Extract to read ::
⟨

New to AC and just now getting things arranged. Our quest is to be as paperless as possible. To that end, we intend to scan existing hard copies of patient charts into the AC database. There are a couple of different scenarios we could use to produce the scann, but are in a quandry about relative efficiencies. We also need to explore the available options regarding capture and storage. Is there a tutorial on this, or is anyone on the forum up to speed on it?
Our User Board has a good search feature for finding old discussions, but you have to make sure to set the date range for more than one week (the default setting).
Good luck with your office set-up. If you learn anything new during your set-up, come back and share it with the group!
We archived our charts and never scanned old data. When something comes up and we need it, we pull the hard chart, scan and shred as needed. Going through and scanning every chart could possibly be my worst nightmare!
Welcome to the board! Got a question for you. I like how you do the search and scan.
My bottleneck is getting the scanned item appropriately labelled and put into AC. (i.e. putting them in the right category and proper heading and description). My staff keeps bungling these up (wrong patients, wrong description, wrong dates, etc). I wind up correcting them.
So.... how do you do this?
Also, the AC file is not necessarily a stand alone filing system. If AC goes, you'll wind up with tens of thousands of files arranged numerically without descriptions, dates, or names.

⟩

Records ::
⟨

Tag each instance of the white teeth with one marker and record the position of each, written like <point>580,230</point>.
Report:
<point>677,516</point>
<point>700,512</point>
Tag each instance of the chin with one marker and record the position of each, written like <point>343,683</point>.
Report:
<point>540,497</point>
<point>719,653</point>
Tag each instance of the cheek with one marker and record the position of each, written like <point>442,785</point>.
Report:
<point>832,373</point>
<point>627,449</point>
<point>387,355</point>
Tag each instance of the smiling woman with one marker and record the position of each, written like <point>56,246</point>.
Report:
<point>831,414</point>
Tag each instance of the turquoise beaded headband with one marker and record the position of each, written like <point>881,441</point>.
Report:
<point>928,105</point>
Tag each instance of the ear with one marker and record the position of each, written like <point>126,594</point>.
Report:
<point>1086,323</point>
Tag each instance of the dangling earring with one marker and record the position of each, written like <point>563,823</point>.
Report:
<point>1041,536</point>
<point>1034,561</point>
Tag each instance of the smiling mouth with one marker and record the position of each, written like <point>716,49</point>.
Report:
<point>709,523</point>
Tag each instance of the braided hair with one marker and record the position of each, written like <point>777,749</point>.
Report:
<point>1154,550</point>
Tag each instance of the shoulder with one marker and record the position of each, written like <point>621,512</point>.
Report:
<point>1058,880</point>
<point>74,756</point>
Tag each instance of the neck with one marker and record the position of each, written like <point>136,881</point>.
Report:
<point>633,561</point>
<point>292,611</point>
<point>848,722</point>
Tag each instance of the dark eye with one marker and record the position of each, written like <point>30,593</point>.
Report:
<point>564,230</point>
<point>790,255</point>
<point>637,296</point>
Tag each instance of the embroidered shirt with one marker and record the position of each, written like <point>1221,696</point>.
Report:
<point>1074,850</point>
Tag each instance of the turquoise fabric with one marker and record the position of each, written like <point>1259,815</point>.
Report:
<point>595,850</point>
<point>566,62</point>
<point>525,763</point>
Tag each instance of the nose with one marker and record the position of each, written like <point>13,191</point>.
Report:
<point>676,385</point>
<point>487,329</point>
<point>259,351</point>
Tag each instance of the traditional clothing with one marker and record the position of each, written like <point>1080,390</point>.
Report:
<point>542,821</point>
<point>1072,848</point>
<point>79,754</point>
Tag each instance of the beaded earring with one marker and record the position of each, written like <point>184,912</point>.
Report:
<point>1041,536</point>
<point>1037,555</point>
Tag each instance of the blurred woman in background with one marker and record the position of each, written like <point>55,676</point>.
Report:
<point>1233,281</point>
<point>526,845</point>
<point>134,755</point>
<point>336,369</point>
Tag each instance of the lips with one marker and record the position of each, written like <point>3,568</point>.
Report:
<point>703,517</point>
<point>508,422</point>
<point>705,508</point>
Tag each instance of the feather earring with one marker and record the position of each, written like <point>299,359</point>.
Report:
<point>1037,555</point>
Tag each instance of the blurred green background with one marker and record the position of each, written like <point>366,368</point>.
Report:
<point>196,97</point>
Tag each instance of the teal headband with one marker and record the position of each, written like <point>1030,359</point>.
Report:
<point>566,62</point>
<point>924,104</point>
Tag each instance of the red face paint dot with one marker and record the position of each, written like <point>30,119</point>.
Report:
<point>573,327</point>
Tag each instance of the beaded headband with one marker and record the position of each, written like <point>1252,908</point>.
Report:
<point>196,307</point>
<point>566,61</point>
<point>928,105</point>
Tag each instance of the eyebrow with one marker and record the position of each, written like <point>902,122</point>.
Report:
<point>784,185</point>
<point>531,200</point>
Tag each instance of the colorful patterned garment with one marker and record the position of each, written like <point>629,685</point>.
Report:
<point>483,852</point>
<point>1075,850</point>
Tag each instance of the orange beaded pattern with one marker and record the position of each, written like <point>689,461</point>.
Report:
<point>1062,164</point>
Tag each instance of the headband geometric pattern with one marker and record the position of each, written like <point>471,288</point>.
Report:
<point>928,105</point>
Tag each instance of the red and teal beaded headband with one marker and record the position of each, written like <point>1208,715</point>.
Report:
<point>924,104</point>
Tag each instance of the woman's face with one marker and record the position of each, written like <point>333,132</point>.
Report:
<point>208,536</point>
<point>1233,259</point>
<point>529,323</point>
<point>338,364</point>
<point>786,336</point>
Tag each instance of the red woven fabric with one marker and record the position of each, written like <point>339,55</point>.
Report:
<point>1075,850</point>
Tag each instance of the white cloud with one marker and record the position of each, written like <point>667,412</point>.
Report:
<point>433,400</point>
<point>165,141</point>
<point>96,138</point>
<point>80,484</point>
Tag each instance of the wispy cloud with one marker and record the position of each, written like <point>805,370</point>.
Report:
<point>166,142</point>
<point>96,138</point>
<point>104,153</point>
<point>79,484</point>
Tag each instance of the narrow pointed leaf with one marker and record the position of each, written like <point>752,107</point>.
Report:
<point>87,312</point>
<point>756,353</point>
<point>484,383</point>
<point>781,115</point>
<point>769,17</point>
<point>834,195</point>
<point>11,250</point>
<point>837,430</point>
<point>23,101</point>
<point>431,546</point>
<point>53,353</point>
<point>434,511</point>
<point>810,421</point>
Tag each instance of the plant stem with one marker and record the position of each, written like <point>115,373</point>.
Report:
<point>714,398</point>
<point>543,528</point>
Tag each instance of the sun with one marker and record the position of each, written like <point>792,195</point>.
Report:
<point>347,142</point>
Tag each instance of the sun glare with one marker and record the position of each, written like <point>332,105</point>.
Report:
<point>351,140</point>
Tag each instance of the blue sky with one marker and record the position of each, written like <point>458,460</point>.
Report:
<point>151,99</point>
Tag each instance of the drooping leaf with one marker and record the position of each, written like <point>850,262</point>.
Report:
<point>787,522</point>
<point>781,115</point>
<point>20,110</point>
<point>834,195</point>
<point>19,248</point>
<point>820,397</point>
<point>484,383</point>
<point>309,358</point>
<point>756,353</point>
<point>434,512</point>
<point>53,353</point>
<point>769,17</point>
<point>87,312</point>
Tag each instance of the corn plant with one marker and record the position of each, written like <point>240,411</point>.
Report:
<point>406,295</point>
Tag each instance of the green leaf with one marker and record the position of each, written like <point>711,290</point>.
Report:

⟩

Instructions ::
1) Reproduce the stretch of the forum thread on scanning patient charts from "We archived our" through "you do this?".
2) In the forum thread on scanning patient charts, what is the default date range for the User Board search feature?
3) Continue the forum thread on scanning patient charts from its final sentence.
None of the rows is needed here.

Answers by item ::
1)
We archived our charts and never scanned old data. When something comes up and we need it, we pull the hard chart, scan and shred as needed. Going through and scanning every chart could possibly be my worst nightmare!
Welcome to the board! Got a question for you. I like how you do the search and scan.
My bottleneck is getting the scanned item appropriately labelled and put into AC. (i.e. putting them in the right category and proper heading and description). My staff keeps bungling these up (wrong patients, wrong description, wrong dates, etc). I wind up correcting them.
So.... how do you do this?

2) One week.

3)
Also, the AC file is not necessarily a stand alone filing system. If AC goes, you'll wind up with tens of thousands of files arranged numerically without descriptions, dates, or names.
Exactly. I've tried to recreate that exact scenario, and I have a couple of times. But, if one ever loses the links between the ImportItems.mdb file and the GBs of data located in random folders, they are completely screwed. I've stayed away from promoting my program, because I know people are probably tired of hearing about it, but File Assistant doesn't have that issue, is much quicker and more accurate and has way more redundancy.
We're scanning in all paper as the patients are coming in.
Yes, it's a big job. But I'm glad we are doing it. Patients are satisfied w/ the concept.
Since I do my own hospital admits, I like having info readily avail. Plus I'm moving to a location that doesn't have room for paper charts. Therefore, we have no choice.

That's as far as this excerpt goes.